*EXERCISES*
- 1) According to the piece on Nordoff-Robbins music therapy in Poland, in what year did Nordoff and Robbins start their approach?
- 2) Continue the piece on Nordoff-Robbins music therapy in Poland from the point where it ends.

*EXTRACT*

*** Block opens ***

Nordoff-Robbins in Poland

Hi, I’m Kinga, a music therapist from Poland and the WFMT Student Delegate for Europe. I am fascinated by the Nordoff-Robbins style of music therapy and I would like to show you how this approach is developing in Poland and what impact it can have on people.

Nordoff-Robbins

American composer Paul Nordoff and British special needs educator Clive Robbins claimed that everybody has inborn musicality, which doesn’t disappear in the face of illnesses or disabilities. They believed that common music-making supports the development of children who are isolated due to their illness or disability; that ‘Music therapy works just as music does.’ In 1959 they initiated the approach to music therapy which they called ‘therapy in music’. Since then, music therapists all over the world have developed the Nordoff-Robbins approach, working with children and adults with many different disabilities.

Poland

Since 2016, the Nordoff-Robbins Foundation has been active in Poland. It is responsible for the organisation of music therapy sessions and supporting the development of this field in Poland. In the description of the Foundation, we can read that

‘Nordoff Robbins Poland is about people and the music that they create together. In spite of the health condition or the music experience, everybody can become a member of our team: a duo with music therapist or a music-making group for open sessions of music. We invite children, adults and seniors to join us, also people with disabilities and those who are homeless.

*** Block closes ***

*GIVEN ENTRIES*
*** Block opens ***

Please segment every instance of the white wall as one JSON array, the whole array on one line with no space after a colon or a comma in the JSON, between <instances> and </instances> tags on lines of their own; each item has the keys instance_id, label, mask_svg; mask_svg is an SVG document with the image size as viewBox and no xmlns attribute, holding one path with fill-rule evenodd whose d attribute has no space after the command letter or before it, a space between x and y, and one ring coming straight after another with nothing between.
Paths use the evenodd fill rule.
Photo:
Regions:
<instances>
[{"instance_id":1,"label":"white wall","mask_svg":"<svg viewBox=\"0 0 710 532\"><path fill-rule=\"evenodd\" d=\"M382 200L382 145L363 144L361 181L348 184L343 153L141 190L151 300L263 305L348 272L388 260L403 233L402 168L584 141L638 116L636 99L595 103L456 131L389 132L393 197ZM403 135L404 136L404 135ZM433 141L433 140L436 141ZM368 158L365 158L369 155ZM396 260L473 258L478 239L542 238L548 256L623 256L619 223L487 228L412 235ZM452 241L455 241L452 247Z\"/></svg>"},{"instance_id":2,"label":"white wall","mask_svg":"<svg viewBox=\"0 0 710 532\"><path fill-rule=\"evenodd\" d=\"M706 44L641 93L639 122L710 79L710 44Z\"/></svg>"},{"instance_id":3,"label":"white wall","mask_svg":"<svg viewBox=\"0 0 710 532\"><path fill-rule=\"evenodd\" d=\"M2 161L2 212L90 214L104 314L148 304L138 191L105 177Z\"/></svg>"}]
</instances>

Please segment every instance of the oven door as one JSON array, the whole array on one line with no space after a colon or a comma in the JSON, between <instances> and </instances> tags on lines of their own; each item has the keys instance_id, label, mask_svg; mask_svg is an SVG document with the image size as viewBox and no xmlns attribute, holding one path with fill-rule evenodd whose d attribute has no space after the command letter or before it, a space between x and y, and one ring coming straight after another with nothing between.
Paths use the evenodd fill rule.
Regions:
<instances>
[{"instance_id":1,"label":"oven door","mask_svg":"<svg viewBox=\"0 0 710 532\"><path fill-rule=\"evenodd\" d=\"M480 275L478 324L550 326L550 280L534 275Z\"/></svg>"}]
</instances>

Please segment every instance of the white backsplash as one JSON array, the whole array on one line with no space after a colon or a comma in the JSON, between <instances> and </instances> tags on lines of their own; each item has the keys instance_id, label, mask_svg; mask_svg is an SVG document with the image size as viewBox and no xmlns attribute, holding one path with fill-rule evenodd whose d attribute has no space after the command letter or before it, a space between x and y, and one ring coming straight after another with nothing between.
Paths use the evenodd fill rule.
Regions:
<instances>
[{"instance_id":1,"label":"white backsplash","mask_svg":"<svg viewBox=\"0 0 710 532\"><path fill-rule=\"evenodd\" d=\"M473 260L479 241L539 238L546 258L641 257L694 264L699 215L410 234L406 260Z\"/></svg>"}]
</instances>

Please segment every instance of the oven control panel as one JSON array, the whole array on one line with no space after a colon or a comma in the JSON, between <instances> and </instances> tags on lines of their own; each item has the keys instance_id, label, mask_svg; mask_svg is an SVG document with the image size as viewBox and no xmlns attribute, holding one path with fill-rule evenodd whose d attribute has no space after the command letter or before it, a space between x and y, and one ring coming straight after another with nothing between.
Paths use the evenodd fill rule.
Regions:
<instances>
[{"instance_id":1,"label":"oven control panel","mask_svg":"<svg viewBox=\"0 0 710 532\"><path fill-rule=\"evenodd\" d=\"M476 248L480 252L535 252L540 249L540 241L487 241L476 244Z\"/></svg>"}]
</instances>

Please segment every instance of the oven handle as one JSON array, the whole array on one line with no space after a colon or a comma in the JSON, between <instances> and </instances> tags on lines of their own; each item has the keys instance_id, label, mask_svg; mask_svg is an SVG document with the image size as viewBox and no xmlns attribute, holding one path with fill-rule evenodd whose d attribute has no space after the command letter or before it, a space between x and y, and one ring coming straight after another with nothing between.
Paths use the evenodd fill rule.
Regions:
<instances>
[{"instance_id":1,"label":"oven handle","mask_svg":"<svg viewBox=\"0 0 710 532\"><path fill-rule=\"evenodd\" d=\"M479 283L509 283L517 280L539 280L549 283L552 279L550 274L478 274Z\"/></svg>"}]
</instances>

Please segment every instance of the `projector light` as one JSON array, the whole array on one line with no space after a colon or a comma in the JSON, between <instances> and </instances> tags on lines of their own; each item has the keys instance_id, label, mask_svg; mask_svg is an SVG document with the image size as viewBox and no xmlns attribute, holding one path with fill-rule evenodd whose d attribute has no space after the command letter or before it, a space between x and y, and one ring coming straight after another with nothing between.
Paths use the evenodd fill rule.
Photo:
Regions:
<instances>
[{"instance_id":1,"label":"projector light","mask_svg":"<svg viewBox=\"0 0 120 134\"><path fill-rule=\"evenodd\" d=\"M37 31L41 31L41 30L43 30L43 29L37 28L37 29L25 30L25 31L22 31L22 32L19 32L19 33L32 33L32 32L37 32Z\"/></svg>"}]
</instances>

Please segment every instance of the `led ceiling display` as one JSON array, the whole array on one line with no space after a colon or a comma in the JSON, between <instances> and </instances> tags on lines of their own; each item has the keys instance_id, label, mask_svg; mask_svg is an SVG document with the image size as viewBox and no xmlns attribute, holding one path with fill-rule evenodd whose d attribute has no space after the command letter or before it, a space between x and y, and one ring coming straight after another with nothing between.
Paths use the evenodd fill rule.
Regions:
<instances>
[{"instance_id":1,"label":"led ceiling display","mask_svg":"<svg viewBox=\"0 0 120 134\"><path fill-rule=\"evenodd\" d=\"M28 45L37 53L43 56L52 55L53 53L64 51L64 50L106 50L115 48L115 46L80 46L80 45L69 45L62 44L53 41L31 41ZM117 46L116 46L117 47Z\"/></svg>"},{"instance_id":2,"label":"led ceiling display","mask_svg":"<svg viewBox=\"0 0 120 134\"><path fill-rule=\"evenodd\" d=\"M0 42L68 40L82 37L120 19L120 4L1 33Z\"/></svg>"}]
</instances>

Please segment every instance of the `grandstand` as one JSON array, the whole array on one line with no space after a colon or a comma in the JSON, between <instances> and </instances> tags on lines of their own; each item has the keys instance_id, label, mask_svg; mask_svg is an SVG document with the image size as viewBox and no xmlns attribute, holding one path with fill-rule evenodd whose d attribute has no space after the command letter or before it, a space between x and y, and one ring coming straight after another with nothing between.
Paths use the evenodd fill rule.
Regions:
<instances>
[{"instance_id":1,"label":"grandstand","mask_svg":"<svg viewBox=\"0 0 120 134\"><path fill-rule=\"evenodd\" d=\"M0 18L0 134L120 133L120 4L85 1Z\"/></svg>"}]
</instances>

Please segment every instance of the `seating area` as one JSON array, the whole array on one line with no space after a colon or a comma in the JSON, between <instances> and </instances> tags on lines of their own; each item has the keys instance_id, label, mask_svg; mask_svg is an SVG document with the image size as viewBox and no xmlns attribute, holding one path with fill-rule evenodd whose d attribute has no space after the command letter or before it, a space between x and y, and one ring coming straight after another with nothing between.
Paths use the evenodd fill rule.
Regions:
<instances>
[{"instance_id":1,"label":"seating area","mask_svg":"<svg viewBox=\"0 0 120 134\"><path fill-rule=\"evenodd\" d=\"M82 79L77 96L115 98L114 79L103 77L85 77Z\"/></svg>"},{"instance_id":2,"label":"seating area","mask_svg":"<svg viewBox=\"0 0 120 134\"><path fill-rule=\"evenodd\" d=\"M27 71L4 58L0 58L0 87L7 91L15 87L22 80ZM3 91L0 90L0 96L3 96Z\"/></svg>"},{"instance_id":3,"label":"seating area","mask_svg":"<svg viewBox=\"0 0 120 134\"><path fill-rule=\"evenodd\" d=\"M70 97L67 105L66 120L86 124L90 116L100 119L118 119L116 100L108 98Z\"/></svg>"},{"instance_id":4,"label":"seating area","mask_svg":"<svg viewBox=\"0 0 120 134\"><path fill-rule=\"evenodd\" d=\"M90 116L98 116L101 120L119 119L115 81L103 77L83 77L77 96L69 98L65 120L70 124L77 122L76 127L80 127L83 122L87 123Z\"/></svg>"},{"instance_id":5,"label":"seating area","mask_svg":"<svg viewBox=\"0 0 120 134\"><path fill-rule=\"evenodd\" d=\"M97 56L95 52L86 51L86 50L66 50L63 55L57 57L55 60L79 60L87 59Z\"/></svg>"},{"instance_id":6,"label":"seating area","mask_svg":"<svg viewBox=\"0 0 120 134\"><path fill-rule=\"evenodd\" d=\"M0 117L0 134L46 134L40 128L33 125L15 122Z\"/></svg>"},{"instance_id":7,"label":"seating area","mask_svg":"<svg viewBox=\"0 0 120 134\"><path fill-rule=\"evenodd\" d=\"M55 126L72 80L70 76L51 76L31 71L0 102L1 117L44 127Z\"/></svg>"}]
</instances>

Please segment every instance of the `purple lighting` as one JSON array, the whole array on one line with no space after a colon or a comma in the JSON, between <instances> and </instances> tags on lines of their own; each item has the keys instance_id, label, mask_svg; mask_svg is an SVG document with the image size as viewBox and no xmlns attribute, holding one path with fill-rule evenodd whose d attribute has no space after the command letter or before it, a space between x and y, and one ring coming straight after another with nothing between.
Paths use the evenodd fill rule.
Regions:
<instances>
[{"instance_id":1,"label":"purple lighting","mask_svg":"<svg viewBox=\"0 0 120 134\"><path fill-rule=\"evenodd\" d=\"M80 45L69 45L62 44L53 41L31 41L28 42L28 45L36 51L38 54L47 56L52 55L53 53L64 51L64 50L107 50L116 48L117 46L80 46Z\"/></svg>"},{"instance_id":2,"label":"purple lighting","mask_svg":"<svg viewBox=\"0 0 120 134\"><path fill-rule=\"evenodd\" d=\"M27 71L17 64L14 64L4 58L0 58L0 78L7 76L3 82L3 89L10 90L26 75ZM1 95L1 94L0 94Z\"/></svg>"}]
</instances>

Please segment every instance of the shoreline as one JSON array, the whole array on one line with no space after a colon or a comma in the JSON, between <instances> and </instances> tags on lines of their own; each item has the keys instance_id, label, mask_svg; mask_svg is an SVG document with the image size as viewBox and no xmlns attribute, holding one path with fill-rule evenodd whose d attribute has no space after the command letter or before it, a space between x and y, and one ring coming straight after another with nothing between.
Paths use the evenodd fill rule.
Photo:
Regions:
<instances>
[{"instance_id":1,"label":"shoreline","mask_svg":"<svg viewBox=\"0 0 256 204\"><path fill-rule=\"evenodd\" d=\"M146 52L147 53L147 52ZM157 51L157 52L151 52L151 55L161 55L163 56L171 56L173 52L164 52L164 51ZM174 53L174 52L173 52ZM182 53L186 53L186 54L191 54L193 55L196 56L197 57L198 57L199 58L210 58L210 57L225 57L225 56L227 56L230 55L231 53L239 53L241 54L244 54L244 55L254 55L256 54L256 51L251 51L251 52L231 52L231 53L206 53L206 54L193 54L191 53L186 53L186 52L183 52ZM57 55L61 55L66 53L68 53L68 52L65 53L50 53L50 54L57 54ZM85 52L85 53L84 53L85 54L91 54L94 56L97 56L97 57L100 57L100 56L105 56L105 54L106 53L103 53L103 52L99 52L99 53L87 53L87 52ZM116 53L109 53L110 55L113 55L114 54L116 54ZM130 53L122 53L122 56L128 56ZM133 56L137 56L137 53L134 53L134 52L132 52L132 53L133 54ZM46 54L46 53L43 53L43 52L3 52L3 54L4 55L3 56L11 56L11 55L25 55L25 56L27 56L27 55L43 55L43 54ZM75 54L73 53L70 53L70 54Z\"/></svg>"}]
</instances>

*** Block closes ***

*ANSWERS FOR EACH ITEM*
- 1) 1959

- 2)
Everybody who wants to discover satisfaction and advantages of common music-making is welcome in our team.’

Nordoff-Robins Poland is a foundation established by Dominika Dopierała, a musician and music therapist, a graduate of undergraduate studies in Piano at the Royal College of Music and postgraduate studies at the Nordoff-Robbins Music Therapy Centre in London.

The landmark projects of the Foundations are:

à Special Forces Team

In which everybody is equally important despite age (children and seniors), music education (amateurs and professional musicians), disability, or homelessness.

The team performs both outdoors and at special care centres, as well as hospitals. Everybody can join the common performance.

à Mobile Music Centre

It is a special vehicle, which is a closed music therapy room, and after opening the side wall it can be transformed into a mobile music stage. It was created to take music where it is less accessible, to provide music therapy sessions for people with disabilities in the vehicle next to their homes.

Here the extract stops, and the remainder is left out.